• Available records:
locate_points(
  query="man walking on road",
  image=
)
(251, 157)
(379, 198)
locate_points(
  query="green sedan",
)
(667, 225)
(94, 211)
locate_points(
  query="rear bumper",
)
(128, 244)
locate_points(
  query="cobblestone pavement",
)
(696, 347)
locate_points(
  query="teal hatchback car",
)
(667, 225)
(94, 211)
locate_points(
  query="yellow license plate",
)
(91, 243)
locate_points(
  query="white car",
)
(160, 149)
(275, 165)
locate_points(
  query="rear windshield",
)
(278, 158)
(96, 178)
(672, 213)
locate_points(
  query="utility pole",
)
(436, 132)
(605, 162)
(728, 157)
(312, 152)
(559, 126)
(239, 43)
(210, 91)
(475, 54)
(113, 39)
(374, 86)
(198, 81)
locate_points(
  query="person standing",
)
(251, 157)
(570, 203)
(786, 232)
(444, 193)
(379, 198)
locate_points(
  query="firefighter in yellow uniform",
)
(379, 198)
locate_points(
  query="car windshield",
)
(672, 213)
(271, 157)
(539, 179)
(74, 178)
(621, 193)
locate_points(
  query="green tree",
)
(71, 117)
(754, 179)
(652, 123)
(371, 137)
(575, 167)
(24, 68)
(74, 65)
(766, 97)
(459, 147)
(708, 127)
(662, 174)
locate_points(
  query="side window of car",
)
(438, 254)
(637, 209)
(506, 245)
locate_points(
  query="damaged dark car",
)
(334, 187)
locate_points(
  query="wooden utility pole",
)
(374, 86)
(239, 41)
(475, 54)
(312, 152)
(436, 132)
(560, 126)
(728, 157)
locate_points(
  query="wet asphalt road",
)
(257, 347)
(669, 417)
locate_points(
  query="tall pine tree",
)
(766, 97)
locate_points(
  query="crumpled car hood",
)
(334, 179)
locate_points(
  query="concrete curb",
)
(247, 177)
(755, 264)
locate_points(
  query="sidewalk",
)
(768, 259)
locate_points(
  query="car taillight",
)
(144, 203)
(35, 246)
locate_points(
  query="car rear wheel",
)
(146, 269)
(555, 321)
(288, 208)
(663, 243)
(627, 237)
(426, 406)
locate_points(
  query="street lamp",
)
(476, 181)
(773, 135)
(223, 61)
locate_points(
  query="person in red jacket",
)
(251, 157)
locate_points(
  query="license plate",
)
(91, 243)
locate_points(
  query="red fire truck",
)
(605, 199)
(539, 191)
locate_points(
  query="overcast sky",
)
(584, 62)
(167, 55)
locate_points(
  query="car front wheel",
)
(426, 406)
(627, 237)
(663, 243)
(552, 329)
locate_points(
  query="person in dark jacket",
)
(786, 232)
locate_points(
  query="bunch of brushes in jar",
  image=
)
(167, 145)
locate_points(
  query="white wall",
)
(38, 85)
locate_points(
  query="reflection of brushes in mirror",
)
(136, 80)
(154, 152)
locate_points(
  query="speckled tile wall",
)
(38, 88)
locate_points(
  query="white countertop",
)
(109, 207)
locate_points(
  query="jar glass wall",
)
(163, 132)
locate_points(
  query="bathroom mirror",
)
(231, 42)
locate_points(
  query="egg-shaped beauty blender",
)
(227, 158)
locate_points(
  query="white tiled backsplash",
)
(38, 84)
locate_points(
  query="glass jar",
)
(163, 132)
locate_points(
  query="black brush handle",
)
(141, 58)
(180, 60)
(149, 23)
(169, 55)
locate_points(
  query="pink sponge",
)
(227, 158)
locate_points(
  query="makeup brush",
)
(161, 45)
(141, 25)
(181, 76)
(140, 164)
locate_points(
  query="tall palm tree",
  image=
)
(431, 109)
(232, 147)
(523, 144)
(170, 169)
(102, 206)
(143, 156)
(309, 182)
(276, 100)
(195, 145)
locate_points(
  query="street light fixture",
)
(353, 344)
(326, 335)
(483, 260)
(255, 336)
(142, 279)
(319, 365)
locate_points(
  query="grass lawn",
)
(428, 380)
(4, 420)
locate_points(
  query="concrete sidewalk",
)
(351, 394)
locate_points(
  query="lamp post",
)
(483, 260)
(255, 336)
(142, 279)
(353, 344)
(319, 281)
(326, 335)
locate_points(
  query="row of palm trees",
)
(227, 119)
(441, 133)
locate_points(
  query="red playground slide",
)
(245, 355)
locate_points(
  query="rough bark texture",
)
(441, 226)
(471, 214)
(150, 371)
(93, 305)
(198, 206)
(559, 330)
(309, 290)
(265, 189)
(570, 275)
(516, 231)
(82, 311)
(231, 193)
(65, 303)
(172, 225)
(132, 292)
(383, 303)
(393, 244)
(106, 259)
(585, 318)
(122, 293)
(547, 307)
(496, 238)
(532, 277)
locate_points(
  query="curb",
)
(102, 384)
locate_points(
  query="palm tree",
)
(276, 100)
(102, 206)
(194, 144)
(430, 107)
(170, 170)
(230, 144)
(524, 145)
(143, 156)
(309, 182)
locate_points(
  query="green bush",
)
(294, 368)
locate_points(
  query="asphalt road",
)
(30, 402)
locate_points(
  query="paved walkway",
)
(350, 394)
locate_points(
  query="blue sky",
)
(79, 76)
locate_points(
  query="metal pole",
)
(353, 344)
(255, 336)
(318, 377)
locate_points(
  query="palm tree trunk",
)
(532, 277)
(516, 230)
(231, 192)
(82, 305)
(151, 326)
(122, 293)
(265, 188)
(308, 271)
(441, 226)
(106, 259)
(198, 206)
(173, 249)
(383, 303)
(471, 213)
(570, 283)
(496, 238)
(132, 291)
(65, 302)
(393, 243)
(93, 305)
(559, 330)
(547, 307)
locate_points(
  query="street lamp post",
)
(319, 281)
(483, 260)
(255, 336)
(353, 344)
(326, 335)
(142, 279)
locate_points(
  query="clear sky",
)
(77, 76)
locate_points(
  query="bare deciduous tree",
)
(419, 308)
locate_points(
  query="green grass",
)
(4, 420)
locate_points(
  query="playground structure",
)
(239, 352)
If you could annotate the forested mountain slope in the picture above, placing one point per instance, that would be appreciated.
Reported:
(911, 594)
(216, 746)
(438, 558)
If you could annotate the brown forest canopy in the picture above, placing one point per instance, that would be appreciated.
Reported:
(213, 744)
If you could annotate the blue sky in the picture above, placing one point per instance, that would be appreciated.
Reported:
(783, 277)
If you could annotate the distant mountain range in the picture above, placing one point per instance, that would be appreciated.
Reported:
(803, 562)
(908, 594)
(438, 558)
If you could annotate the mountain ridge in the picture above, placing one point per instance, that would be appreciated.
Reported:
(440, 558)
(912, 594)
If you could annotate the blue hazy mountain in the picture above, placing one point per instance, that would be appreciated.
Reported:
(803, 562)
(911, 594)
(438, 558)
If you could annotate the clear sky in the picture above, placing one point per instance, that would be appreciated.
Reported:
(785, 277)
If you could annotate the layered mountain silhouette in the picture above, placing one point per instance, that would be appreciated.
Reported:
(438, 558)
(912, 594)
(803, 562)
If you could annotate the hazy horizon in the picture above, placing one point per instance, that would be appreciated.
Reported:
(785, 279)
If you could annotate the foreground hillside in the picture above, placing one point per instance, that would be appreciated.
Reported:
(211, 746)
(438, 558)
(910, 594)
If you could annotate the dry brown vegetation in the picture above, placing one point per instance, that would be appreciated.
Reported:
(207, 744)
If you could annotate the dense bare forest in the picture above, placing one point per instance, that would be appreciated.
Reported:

• Exercise: Output every record above exactly as it was given.

• Exercise solution:
locate_points(
  query="man walking on road",
  image=
)
(251, 157)
(379, 198)
locate_points(
  query="green sedan",
)
(667, 225)
(94, 211)
locate_points(
  query="rear bumper",
)
(128, 244)
locate_points(
  query="cobblestone pavement",
)
(696, 347)
locate_points(
  query="teal hatchback car",
)
(667, 225)
(94, 211)
locate_points(
  query="yellow license plate",
)
(91, 243)
locate_points(
  query="white car",
)
(160, 149)
(275, 165)
locate_points(
  query="rear windshield",
)
(278, 158)
(96, 178)
(672, 213)
locate_points(
  query="utility pole",
)
(436, 132)
(605, 162)
(728, 157)
(312, 152)
(559, 126)
(239, 43)
(210, 91)
(475, 54)
(113, 39)
(374, 86)
(198, 81)
locate_points(
  query="person standing",
)
(251, 157)
(570, 203)
(786, 232)
(444, 193)
(379, 198)
locate_points(
  query="firefighter in yellow uniform",
)
(379, 198)
locate_points(
  query="car windshield",
)
(672, 213)
(271, 157)
(539, 179)
(74, 178)
(621, 193)
locate_points(
  query="green tree",
)
(71, 117)
(754, 179)
(652, 123)
(371, 137)
(575, 167)
(24, 68)
(74, 65)
(766, 97)
(459, 147)
(708, 127)
(662, 174)
locate_points(
  query="side window of car",
)
(438, 254)
(637, 209)
(506, 245)
locate_points(
  query="damaged dark car",
)
(334, 187)
locate_points(
  query="wooden utility pole",
)
(374, 86)
(239, 41)
(475, 54)
(312, 152)
(436, 132)
(560, 126)
(728, 157)
locate_points(
  query="wet asphalt road",
)
(257, 347)
(669, 417)
locate_points(
  query="tall pine tree",
)
(766, 97)
locate_points(
  query="crumpled car hood",
)
(334, 179)
locate_points(
  query="concrete curb",
)
(247, 177)
(755, 264)
locate_points(
  query="sidewalk",
)
(768, 259)
locate_points(
  query="car taillight",
)
(144, 203)
(35, 246)
locate_points(
  query="car rear wheel",
)
(146, 269)
(555, 321)
(288, 208)
(663, 243)
(627, 237)
(426, 406)
locate_points(
  query="street lamp",
)
(476, 181)
(773, 135)
(223, 61)
locate_points(
  query="person in red jacket",
)
(251, 157)
locate_points(
  query="license plate",
)
(91, 243)
locate_points(
  query="red fire truck",
)
(605, 199)
(539, 191)
locate_points(
  query="overcast sky",
)
(584, 62)
(167, 55)
locate_points(
  query="car front wheel",
)
(426, 406)
(627, 237)
(663, 243)
(552, 329)
locate_points(
  query="person in dark jacket",
)
(786, 232)
locate_points(
  query="bunch of brushes in jar",
  image=
)
(167, 145)
locate_points(
  query="white wall",
)
(38, 85)
locate_points(
  query="reflection of brushes in mirror",
)
(136, 80)
(154, 152)
locate_points(
  query="speckled tile wall",
)
(38, 88)
locate_points(
  query="white countertop",
)
(109, 207)
locate_points(
  query="jar glass wall",
)
(163, 132)
locate_points(
  query="bathroom mirror",
)
(231, 42)
locate_points(
  query="egg-shaped beauty blender",
)
(227, 158)
locate_points(
  query="white tiled backsplash",
)
(38, 84)
locate_points(
  query="glass jar",
)
(163, 132)
locate_points(
  query="black brush handle",
)
(141, 58)
(180, 60)
(149, 23)
(169, 55)
locate_points(
  query="pink sponge",
)
(227, 158)
locate_points(
  query="makeup brush",
)
(161, 45)
(141, 25)
(181, 76)
(140, 164)
locate_points(
  query="tall palm tree",
  image=
)
(431, 109)
(232, 147)
(523, 144)
(170, 169)
(102, 206)
(143, 156)
(309, 182)
(276, 100)
(195, 145)
locate_points(
  query="street light fixture",
)
(353, 344)
(326, 335)
(483, 260)
(255, 336)
(142, 279)
(319, 365)
locate_points(
  query="grass lawn",
)
(428, 380)
(4, 420)
locate_points(
  query="concrete sidewalk",
)
(351, 394)
locate_points(
  query="lamp post",
)
(483, 260)
(255, 336)
(142, 279)
(353, 344)
(319, 281)
(326, 335)
locate_points(
  query="row of palm trees",
)
(227, 119)
(441, 133)
locate_points(
  query="red playground slide",
)
(245, 355)
locate_points(
  query="rough bark texture",
)
(441, 226)
(471, 214)
(150, 371)
(93, 305)
(198, 206)
(559, 330)
(309, 290)
(265, 189)
(570, 275)
(516, 231)
(82, 311)
(231, 193)
(65, 303)
(172, 225)
(132, 292)
(383, 303)
(393, 244)
(106, 259)
(585, 318)
(122, 293)
(547, 307)
(496, 238)
(532, 277)
locate_points(
  query="curb",
)
(102, 384)
locate_points(
  query="palm tree",
)
(276, 100)
(102, 206)
(194, 144)
(430, 107)
(170, 170)
(230, 144)
(524, 145)
(143, 156)
(309, 182)
locate_points(
  query="green bush",
)
(294, 368)
locate_points(
  query="asphalt road",
)
(30, 402)
locate_points(
  query="paved walkway",
)
(350, 394)
locate_points(
  query="blue sky",
)
(79, 76)
locate_points(
  query="metal pole",
)
(353, 344)
(255, 336)
(318, 377)
locate_points(
  query="palm tree trunk",
)
(532, 277)
(516, 230)
(231, 192)
(82, 305)
(151, 326)
(122, 293)
(265, 188)
(308, 271)
(441, 226)
(106, 259)
(198, 206)
(173, 249)
(383, 303)
(471, 213)
(570, 283)
(496, 238)
(132, 291)
(65, 302)
(393, 243)
(93, 305)
(559, 330)
(547, 307)
locate_points(
  query="street lamp post",
)
(319, 281)
(483, 260)
(255, 336)
(353, 344)
(326, 335)
(142, 279)
locate_points(
  query="clear sky",
)
(77, 76)
locate_points(
  query="bare deciduous tree",
)
(419, 308)
locate_points(
  query="green grass",
)
(4, 420)
locate_points(
  query="playground structure",
)
(239, 352)
If you could annotate the forested mountain slope in the picture above, placing one point per instance, that would be appreciated.
Reported:
(911, 594)
(216, 746)
(438, 558)
If you could annotate the brown forest canopy in the picture above, placing one point per instance, that would be appreciated.
Reported:
(213, 744)
If you could annotate the blue sky in the picture above, placing one point per instance, that would be appreciated.
Reported:
(783, 277)
If you could annotate the distant mountain range in the picture above, placing one point per instance, that would be appreciated.
Reported:
(803, 562)
(908, 594)
(438, 558)
If you could annotate the mountain ridge in the picture above, placing one point per instance, that would be appreciated.
Reported:
(440, 558)
(912, 594)
If you could annotate the blue hazy mountain in the picture above, placing one point per instance, that would be appreciated.
Reported:
(803, 562)
(911, 594)
(438, 558)
If you could annotate the clear sky in the picture above, placing one point per instance, that would be appreciated.
Reported:
(785, 277)
If you could annotate the layered mountain silhouette in the picture above, placing one point per instance, that would be appreciated.
Reported:
(438, 558)
(912, 594)
(803, 562)
If you could annotate the hazy horizon in the picture above, placing one point per instance, that would be appreciated.
Reported:
(785, 279)
If you could annotate the foreground hillside in the picture above, placing one point per instance, that would be appreciated.
Reported:
(211, 746)
(438, 558)
(910, 594)
If you could annotate the dry brown vegetation in the picture above, placing one point per instance, that would be appreciated.
Reported:
(207, 744)
If you could annotate the dense bare forest in the picture above, placing one point per instance, that would be appreciated.
Reported:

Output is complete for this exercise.